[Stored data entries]
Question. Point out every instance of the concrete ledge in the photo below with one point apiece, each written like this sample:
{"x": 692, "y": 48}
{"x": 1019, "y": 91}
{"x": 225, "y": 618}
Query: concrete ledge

## What the task requires
Set down each record above without changing a single word.

## The answer
Question. Point out every instance of the concrete ledge in the photo below with one point apiece, each written like this sample:
{"x": 692, "y": 48}
{"x": 1019, "y": 91}
{"x": 225, "y": 618}
Query: concrete ledge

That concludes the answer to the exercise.